____ Source passage

Steps to a new world

Steps to a new world

Tuesday, 26 November 2013

Vanity humanity

We have simply come to accept certain social norms. Seldom do we question them and more often we embrace them. It is has been some time since I have heard of the word vanity. Vanity is the excessive belief in one's own abilities or attractiveness to others. Nowadays vanity is associated with glamour magazines that are read by billions of people. These magazine names appear at the top of Google’s search results.

What is it about ourselves that we so incessantly obsess about? The human body has always been a marvel for many societies and was especially emphasised during Greek and Roman periods. Little has changed.

The pursuit of perfection and the exercise of control are fundamental in explaining vanity. Both, however, are illusory. Humans are not perfect and the idea that we have control over a volatile and random world is slightly misguided. The body is subject to gravity and will over time decay before it reaches its terminal condition – dust. Control is subject to a person’s ability to influence many factors around him such as accidents, disease, money, maintaining a healthy body, etc. Combinations of these factors are countless and any perfect exercise of control over these factors is unlikely.

Another factor leading to vanity, and probably the most important, is pride. I have spoken in length about pride in previous posts. But once again this little devil emerges as a main culprit in making the human spirit ill. Humanity’s ambition to be like gods causes us to obsess about perfection. And this perfection manifests itself in the exterior rather than improving our minds and souls. Our appearance takes precedence over anything and soon we don’t see how silly we really look.

What makes humans different from one another? Nothing much; we want to be differentiated and, more worryingly, we want to be better than everyone. We spend excessive amounts of our money and time in sculpting a body or creating an image “worthy” of our thoughts. Instead of taking a balanced and healthy view about our image we have become sick with our own vanity and created something that is not original and more importantly something that is not ourselves. It is not original because you recreate an image of something that exists in a poster, in a movie or in a song. In fact you lose yourself in wanting to become something else, something that society dictates such as what beauty is. The irony is that in the pursuit of trying to fill a void by focussing on the outward we become emptier.

________
____ Material supplied

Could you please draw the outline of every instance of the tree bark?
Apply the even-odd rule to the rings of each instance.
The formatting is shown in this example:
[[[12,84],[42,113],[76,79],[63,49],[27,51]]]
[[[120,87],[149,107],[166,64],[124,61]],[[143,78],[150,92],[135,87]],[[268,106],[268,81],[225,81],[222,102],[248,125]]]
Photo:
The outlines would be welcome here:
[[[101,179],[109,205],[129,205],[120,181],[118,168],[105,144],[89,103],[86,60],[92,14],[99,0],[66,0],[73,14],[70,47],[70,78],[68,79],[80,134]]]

________

### Task
Pick up the blog post on vanity after its final sentence and continue it in the same voice.

### Solved problem
Vanity is a sad fate if you really think about it deeply. It takes up too much of our precious time, time that we can spend more productively such as the pursuit of wisdom, caring for the needy or spending time with family and friends. Vanity makes the individual the subject and everything else becomes of secondary importance.

There is very little good that could come from a vain life. We know that the pursuit of perfection is a futile exercise, because as humans, we cannot be perfect. We know that control is transitory and evades our clutches all the time. We know that elevating the self means sacrificing loved ones and we know vanity is a destroyed of originality. Despite all of these consequences, we make a conscious decision to ignore it. We choose this knowing all the problems. This could only mean that the mind is not in a healthy and balanced state.

To find a cure for this disease we need to ask ourselves, again, some very deep and difficult questions: Who are we? We are humans and not gods and humans inevitably fail. Where are we heading? We are heading towards death and the process is decay. We have limited time to do worthy things and it would seem like such a waste if we spend most of this time on ourselves. What are worthy things? This is perhaps the most difficult question to answer when it comes to vanity. I would argue that there is a hierarchy of worthy pursuits in life: Searching for the subjective knowledge of our existence (for me this wisdom manifests itself in getting to know God and living for Him), living in harmony and loving each other, gaining knowledge about how the world works and then, maintaining a healthy body.  
   
I almost did not want to write this entry. There are so many wise sayings, paintings, books and songs about this topic that it almost seems over-explored. I think, however, that it is good to remind ourselves of our shortcomings, it is better to acknowledge our fallibility humans and it is best to be humble about what humanity is. Only then can we see the world without tainted lenses.